● The problem: Turn every row below into a Markdown table with two columns, No. and Text, where No. holds each row's number and Text holds the row itself. Leave out any blank lines.

--- START OF Material provided ---

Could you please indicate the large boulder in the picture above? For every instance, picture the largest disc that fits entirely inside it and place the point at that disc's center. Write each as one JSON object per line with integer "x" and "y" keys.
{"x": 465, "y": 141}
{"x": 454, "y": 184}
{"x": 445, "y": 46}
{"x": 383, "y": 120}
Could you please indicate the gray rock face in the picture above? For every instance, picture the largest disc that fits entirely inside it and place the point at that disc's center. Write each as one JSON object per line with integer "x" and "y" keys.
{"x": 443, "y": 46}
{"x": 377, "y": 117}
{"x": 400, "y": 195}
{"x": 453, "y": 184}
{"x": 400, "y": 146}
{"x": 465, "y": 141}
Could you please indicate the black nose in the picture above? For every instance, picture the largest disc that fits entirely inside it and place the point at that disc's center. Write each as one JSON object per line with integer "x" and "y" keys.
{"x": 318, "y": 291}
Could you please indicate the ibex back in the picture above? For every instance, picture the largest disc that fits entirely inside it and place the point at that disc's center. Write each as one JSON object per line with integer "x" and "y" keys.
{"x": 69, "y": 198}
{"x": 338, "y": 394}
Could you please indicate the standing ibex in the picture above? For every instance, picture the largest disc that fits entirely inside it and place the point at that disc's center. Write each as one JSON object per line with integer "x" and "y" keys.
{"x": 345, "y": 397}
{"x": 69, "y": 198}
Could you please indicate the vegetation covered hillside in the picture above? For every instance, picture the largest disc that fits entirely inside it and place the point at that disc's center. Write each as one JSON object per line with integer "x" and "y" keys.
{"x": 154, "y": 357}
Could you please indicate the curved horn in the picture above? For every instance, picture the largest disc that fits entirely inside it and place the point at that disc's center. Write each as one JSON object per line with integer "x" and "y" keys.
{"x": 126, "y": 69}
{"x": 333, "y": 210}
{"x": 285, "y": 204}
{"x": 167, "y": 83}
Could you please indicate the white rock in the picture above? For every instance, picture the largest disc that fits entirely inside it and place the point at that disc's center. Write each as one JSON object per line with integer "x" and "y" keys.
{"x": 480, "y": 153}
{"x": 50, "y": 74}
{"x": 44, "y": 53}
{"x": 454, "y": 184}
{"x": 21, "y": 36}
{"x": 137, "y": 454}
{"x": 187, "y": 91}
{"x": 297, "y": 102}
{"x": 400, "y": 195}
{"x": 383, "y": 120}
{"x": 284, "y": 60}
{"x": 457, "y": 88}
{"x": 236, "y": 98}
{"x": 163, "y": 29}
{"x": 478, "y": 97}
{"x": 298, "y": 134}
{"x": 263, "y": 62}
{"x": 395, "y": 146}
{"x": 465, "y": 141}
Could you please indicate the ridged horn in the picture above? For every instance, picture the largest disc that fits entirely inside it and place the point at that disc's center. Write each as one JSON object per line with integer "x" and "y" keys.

--- END OF Material provided ---

● Answer below:
| No. | Text |
|---|---|
| 1 | Could you please indicate the large boulder in the picture above? For every instance, picture the largest disc that fits entirely inside it and place the point at that disc's center. Write each as one JSON object per line with integer "x" and "y" keys. |
| 2 | {"x": 465, "y": 141} |
| 3 | {"x": 454, "y": 184} |
| 4 | {"x": 445, "y": 46} |
| 5 | {"x": 383, "y": 120} |
| 6 | Could you please indicate the gray rock face in the picture above? For every instance, picture the largest disc that fits entirely inside it and place the point at that disc's center. Write each as one JSON object per line with integer "x" and "y" keys. |
| 7 | {"x": 443, "y": 46} |
| 8 | {"x": 377, "y": 117} |
| 9 | {"x": 400, "y": 195} |
| 10 | {"x": 453, "y": 184} |
| 11 | {"x": 400, "y": 146} |
| 12 | {"x": 465, "y": 141} |
| 13 | Could you please indicate the black nose in the picture above? For every instance, picture the largest disc that fits entirely inside it and place the point at that disc's center. Write each as one JSON object per line with integer "x" and "y" keys. |
| 14 | {"x": 318, "y": 291} |
| 15 | Could you please indicate the ibex back in the picture above? For every instance, picture the largest disc that fits entirely inside it and place the point at that disc's center. Write each as one JSON object per line with integer "x" and "y" keys. |
| 16 | {"x": 69, "y": 198} |
| 17 | {"x": 338, "y": 394} |
| 18 | Could you please indicate the standing ibex in the picture above? For every instance, picture the largest disc that fits entirely inside it and place the point at that disc's center. Write each as one JSON object per line with integer "x" and "y" keys. |
| 19 | {"x": 345, "y": 397} |
| 20 | {"x": 69, "y": 198} |
| 21 | Could you please indicate the vegetation covered hillside in the picture above? For every instance, picture the largest disc that fits entirely inside it and place the point at that disc's center. Write each as one JSON object per line with integer "x" and "y" keys. |
| 22 | {"x": 154, "y": 357} |
| 23 | Could you please indicate the curved horn in the picture above? For every instance, picture the largest disc that fits entirely inside it and place the point at that disc's center. Write each as one JSON object per line with integer "x" and "y" keys. |
| 24 | {"x": 126, "y": 69} |
| 25 | {"x": 333, "y": 210} |
| 26 | {"x": 285, "y": 204} |
| 27 | {"x": 167, "y": 83} |
| 28 | Could you please indicate the white rock in the picture above? For every instance, picture the largest disc that fits entirely inside it and place the point at that disc's center. Write each as one JSON object per line with integer "x" and "y" keys. |
| 29 | {"x": 480, "y": 153} |
| 30 | {"x": 50, "y": 74} |
| 31 | {"x": 44, "y": 53} |
| 32 | {"x": 454, "y": 184} |
| 33 | {"x": 21, "y": 36} |
| 34 | {"x": 137, "y": 454} |
| 35 | {"x": 187, "y": 91} |
| 36 | {"x": 297, "y": 102} |
| 37 | {"x": 400, "y": 195} |
| 38 | {"x": 383, "y": 120} |
| 39 | {"x": 284, "y": 60} |
| 40 | {"x": 457, "y": 88} |
| 41 | {"x": 236, "y": 98} |
| 42 | {"x": 163, "y": 29} |
| 43 | {"x": 478, "y": 97} |
| 44 | {"x": 298, "y": 134} |
| 45 | {"x": 263, "y": 62} |
| 46 | {"x": 395, "y": 146} |
| 47 | {"x": 465, "y": 141} |
| 48 | Could you please indicate the ridged horn in the picture above? For every instance, picture the largest disc that fits entirely inside it and place the point at that disc's center. Write each as one JSON object per line with integer "x" and "y" keys. |